--- begin ---
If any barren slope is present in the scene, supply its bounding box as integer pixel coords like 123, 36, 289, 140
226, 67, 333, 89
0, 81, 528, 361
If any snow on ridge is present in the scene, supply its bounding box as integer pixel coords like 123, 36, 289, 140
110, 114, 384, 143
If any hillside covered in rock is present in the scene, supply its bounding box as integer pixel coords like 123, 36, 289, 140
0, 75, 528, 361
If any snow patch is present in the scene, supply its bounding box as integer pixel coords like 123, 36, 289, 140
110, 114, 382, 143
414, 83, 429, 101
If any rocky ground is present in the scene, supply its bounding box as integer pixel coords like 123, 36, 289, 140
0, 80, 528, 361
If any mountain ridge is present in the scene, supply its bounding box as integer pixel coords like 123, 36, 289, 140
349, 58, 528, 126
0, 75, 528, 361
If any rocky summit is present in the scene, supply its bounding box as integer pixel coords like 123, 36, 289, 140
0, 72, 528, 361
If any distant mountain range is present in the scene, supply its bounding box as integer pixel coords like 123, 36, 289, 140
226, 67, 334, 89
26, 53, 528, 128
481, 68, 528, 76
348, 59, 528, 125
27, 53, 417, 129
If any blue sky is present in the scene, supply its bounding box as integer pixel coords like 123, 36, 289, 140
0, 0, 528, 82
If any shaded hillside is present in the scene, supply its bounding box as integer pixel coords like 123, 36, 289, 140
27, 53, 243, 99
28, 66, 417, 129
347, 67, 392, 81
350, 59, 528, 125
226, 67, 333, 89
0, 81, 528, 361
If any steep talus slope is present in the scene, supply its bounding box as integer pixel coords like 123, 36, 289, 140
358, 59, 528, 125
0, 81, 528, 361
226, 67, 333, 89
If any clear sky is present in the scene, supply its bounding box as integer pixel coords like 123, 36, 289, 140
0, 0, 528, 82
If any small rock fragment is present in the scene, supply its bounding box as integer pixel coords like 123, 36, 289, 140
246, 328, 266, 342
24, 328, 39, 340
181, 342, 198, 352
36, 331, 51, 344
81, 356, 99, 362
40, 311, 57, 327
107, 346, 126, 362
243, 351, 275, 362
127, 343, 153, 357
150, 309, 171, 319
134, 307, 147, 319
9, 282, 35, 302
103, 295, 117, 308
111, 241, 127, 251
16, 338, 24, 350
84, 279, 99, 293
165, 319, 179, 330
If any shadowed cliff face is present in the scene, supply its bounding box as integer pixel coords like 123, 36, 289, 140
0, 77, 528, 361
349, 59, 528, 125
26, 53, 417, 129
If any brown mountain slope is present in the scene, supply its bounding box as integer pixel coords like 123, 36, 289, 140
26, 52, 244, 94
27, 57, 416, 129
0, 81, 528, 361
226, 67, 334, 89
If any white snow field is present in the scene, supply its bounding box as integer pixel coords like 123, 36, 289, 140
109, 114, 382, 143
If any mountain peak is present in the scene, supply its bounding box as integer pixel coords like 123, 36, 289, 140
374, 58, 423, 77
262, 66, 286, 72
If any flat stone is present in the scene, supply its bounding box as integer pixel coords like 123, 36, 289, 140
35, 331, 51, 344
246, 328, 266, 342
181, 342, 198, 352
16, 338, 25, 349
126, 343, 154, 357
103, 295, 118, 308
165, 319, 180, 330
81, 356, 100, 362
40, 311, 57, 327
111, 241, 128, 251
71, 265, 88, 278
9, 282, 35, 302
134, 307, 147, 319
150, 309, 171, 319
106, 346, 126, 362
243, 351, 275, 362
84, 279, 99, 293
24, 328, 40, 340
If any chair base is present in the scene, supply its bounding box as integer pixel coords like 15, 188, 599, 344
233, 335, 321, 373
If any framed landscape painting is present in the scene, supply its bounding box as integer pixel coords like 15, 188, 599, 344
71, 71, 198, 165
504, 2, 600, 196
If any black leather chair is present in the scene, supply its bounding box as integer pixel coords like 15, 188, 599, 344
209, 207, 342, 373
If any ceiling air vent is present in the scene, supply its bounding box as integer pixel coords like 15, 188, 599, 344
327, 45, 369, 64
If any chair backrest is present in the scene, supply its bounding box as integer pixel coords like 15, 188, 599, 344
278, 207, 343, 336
--- end ---
(Requirements):
Which lines of the listing contain the word "chair"? Copy each of them in full.

(Full solution):
If any chair base is present in the scene, supply its bounding box as integer pixel coords like 15, 188, 599, 344
If any black leather chair is present in the scene, supply its bounding box as integer pixel coords like 15, 188, 599, 344
If any chair backrest is present in the scene, supply its bounding box as integer pixel coords like 15, 188, 599, 344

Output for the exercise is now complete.